Reproduce the listing below character for character; drop every image.
--- start of Listing ---
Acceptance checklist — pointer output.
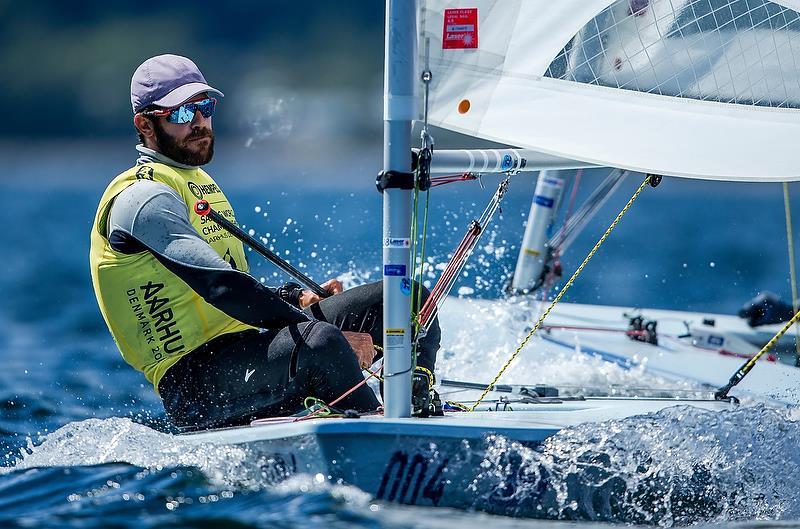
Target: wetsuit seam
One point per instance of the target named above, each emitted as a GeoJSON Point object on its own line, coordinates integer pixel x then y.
{"type": "Point", "coordinates": [296, 349]}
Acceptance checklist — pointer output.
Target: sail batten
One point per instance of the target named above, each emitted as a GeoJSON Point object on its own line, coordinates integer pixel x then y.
{"type": "Point", "coordinates": [693, 88]}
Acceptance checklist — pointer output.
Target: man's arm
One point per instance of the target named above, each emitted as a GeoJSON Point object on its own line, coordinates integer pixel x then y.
{"type": "Point", "coordinates": [150, 216]}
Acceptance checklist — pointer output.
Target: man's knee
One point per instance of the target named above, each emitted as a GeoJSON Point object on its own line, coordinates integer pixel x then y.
{"type": "Point", "coordinates": [326, 341]}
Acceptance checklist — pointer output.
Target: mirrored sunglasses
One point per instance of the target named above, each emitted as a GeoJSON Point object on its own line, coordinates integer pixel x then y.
{"type": "Point", "coordinates": [185, 112]}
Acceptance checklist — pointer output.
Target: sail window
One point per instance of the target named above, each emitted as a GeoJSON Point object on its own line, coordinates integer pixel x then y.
{"type": "Point", "coordinates": [744, 52]}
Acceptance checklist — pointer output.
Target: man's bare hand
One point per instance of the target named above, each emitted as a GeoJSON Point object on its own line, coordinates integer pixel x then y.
{"type": "Point", "coordinates": [361, 343]}
{"type": "Point", "coordinates": [334, 286]}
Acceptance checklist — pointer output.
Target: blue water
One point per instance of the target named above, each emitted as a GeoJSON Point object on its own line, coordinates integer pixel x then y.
{"type": "Point", "coordinates": [685, 245]}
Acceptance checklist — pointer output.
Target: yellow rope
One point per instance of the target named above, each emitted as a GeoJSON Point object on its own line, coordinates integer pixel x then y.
{"type": "Point", "coordinates": [746, 368]}
{"type": "Point", "coordinates": [792, 274]}
{"type": "Point", "coordinates": [563, 291]}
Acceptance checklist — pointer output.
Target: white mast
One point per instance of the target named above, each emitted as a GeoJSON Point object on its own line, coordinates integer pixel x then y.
{"type": "Point", "coordinates": [399, 109]}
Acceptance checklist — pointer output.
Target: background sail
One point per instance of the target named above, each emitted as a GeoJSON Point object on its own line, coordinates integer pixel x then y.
{"type": "Point", "coordinates": [695, 88]}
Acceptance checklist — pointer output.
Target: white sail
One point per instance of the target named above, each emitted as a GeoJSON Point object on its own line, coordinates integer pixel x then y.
{"type": "Point", "coordinates": [693, 88]}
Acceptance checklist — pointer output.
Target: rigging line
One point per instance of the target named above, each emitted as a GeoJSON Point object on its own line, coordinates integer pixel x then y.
{"type": "Point", "coordinates": [588, 210]}
{"type": "Point", "coordinates": [651, 180]}
{"type": "Point", "coordinates": [551, 276]}
{"type": "Point", "coordinates": [456, 264]}
{"type": "Point", "coordinates": [722, 393]}
{"type": "Point", "coordinates": [787, 207]}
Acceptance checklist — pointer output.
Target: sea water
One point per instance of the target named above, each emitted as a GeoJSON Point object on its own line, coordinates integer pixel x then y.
{"type": "Point", "coordinates": [84, 441]}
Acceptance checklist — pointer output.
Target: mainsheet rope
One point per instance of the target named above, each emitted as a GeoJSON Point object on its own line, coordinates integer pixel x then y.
--- end of Listing ---
● **Answer for the task**:
Acceptance checklist — pointer output.
Target: wetsuit seam
One point per instance of the target named above, each emitted as a GeoJSON Point object on its own line, coordinates integer pixel x then y.
{"type": "Point", "coordinates": [296, 349]}
Acceptance checklist — pointer output.
Target: sail batten
One point per instance of the target named above, each emitted as a GeoJSON Point object on its own line, coordinates integer pixel x then y.
{"type": "Point", "coordinates": [693, 88]}
Acceptance checklist — pointer output.
Target: man's arm
One point per instance of the target named above, each emitted as a GeoJSON Point object on its own line, coordinates integer pixel x then y.
{"type": "Point", "coordinates": [150, 216]}
Acceptance checklist — pointer output.
Target: man's knee
One point per instance of the target named above, each emitted as a GeoJSON Point object on its own line, coordinates integer pixel x then y.
{"type": "Point", "coordinates": [326, 341]}
Acceptance checklist — pointer output.
Target: mirrored sunglasses
One point per instance of the target named above, each emitted as a GeoJSON Point object on its own line, coordinates integer pixel x then y.
{"type": "Point", "coordinates": [185, 112]}
Acceptance checklist — pointer output.
Target: sail window
One point per instance of the target named above, each emitted as a GeoJSON Point object on its own line, coordinates integer pixel x then y.
{"type": "Point", "coordinates": [744, 52]}
Acceptance checklist — pointer output.
Target: man's bare hand
One point per instance of the target named above, each emitted as a GeoJSON Point object on its own line, coordinates integer pixel x then y.
{"type": "Point", "coordinates": [361, 343]}
{"type": "Point", "coordinates": [334, 286]}
Acceptance checklist — pointer output.
Target: blue water
One point per instance of the target named above, each emitted as a GeoJSON Point object on its own line, coordinates integer pixel x then y.
{"type": "Point", "coordinates": [685, 245]}
Acceptance checklist — pointer output.
Target: yellow rope
One point per instance of the target named above, each emitted as a GeoJSON Point object on its own line, coordinates integer pixel x then y.
{"type": "Point", "coordinates": [746, 368]}
{"type": "Point", "coordinates": [792, 274]}
{"type": "Point", "coordinates": [563, 291]}
Acceptance checklist — pointer output.
Target: white mast
One point per instance of the target named above, each emitted as a GeoJSON Point object on its own line, coordinates integer pixel x then y.
{"type": "Point", "coordinates": [399, 109]}
Acceptance checklist — pointer output.
Target: background sail
One point per instance of the target named above, each emitted as a GeoJSON Point object on its own line, coordinates integer pixel x then y.
{"type": "Point", "coordinates": [695, 88]}
Acceptance checklist — pointer output.
Target: white sail
One point per instance of the target named above, each emitted as a GeoJSON Point object on its own line, coordinates integer pixel x then y.
{"type": "Point", "coordinates": [693, 88]}
Acceptance checklist — pointer output.
Target: rigging line
One point per instance of the target named above, each emitted as a GeoJSON Point object on its own line, coordinates integer pixel x then y.
{"type": "Point", "coordinates": [588, 210]}
{"type": "Point", "coordinates": [651, 180]}
{"type": "Point", "coordinates": [551, 276]}
{"type": "Point", "coordinates": [456, 264]}
{"type": "Point", "coordinates": [722, 393]}
{"type": "Point", "coordinates": [787, 207]}
Acceptance checklist — pointer output.
Target: sea water
One point per instance of the target named above, each emitted as a GeoJSON Point object on its own line, coordinates integer pixel x then y.
{"type": "Point", "coordinates": [84, 441]}
Acceptance checklist — pointer output.
Target: mainsheet rope
One point per instance of the target named above, each emitted as a GeoJSON Point object on its own line, coordinates integer pixel x then y.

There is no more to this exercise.